Material to process:
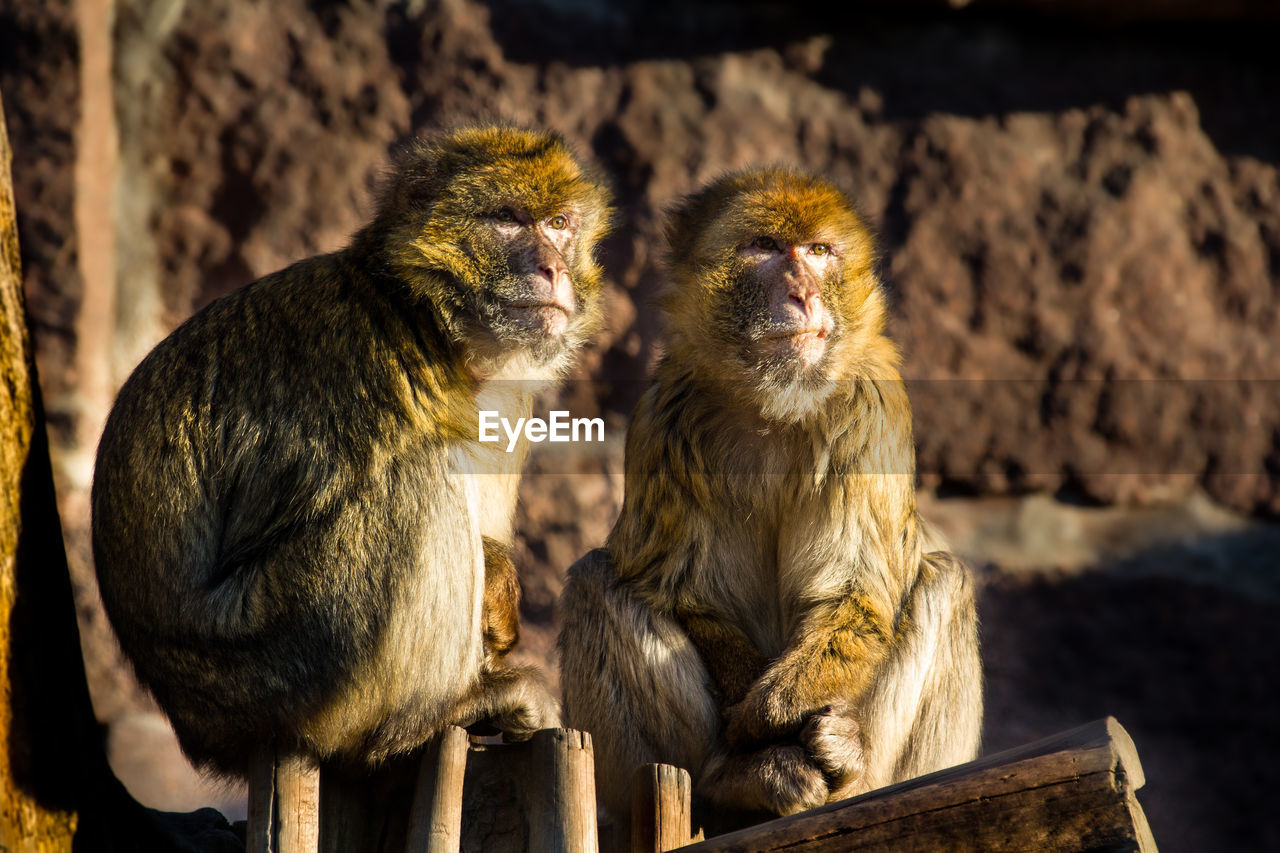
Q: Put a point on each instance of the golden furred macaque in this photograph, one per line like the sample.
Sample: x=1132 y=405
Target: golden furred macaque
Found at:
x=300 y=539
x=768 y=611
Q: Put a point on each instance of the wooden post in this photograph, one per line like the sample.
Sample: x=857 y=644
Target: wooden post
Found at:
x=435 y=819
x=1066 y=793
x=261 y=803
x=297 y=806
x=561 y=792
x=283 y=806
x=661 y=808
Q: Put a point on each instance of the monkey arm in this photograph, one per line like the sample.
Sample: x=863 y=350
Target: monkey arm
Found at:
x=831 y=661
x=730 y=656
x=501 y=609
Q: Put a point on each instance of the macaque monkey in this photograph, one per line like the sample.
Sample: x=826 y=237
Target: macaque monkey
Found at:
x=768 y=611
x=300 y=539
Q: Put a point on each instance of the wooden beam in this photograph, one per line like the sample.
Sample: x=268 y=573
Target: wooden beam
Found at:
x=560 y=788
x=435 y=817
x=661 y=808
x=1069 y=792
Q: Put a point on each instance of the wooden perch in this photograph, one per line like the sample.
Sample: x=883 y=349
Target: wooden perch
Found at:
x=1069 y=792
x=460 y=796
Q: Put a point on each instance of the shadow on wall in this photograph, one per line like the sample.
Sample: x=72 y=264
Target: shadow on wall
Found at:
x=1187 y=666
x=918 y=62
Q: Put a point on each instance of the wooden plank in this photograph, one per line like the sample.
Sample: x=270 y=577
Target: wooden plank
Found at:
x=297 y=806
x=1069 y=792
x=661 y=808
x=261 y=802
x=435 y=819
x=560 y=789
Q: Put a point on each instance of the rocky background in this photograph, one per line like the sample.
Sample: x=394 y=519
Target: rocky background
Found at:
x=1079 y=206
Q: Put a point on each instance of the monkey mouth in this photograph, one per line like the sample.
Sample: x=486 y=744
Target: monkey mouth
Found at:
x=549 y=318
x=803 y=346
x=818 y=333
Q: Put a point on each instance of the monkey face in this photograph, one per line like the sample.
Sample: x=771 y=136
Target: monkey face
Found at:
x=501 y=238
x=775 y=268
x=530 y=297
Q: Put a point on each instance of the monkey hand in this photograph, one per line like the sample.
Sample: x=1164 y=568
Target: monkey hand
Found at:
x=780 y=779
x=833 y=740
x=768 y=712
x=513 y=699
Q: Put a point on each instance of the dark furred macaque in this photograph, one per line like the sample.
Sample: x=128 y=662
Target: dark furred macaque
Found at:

Written request:
Can you copy the data verbatim, from its first line through the line containing "x=818 y=333" (that line included), leaving the pictures out?

Solution for this exercise:
Q: Put a point on each instance of the golden furred macaque in this photograph, one per line like the sample.
Sample: x=1132 y=405
Target: golden furred macaque
Found at:
x=300 y=539
x=768 y=611
Q: Put a point on each instance of the wooden post in this photograph, one per line like the sample.
Sample: x=857 y=644
Target: wooden post
Found at:
x=435 y=819
x=1066 y=793
x=261 y=803
x=297 y=806
x=561 y=792
x=283 y=806
x=661 y=808
Q: Put a point on each instance of the monkey arm in this photograph, one per line like the sample.
Sample: x=863 y=350
Target: monkey arm
Found at:
x=831 y=661
x=730 y=656
x=501 y=609
Q: Put a point on each instance of the macaque monkey in this photograph, one per line like the sample.
Sample: x=826 y=237
Target: macaque monkey
Found at:
x=768 y=611
x=300 y=539
Q: Put a point on each instance of the wooden beam in this photograph, one per line like the sample.
Sample: x=268 y=573
Target: wooden beam
Found at:
x=560 y=788
x=435 y=817
x=661 y=808
x=1069 y=792
Q: Put a point on each instance of the wooden perch in this photograph, one per line like the sample.
Sample: x=883 y=349
Target: wooden perch
Found at:
x=1069 y=792
x=460 y=796
Q: Put a point on each instance of the shadow on wall in this photograph, one per line like the sample.
Sample: x=72 y=264
Target: shadow on wall
Found at:
x=1187 y=666
x=918 y=62
Q: Put a point on each instance of the wooden plank in this photograph, one per line like the sample.
Sample: x=270 y=577
Target: wooden plank
Found at:
x=297 y=806
x=1069 y=792
x=661 y=808
x=261 y=802
x=435 y=819
x=560 y=789
Q: Put a point on each instance of the rocky background in this photograph, one per line like the sample.
Sample: x=394 y=519
Target: rocky background
Found at:
x=1079 y=206
Q: Put a point on each instance of the monkey mouth in this photograph, one per line like the sample.
Sample: x=486 y=744
Target: monkey mouth
Found at:
x=549 y=318
x=803 y=346
x=818 y=333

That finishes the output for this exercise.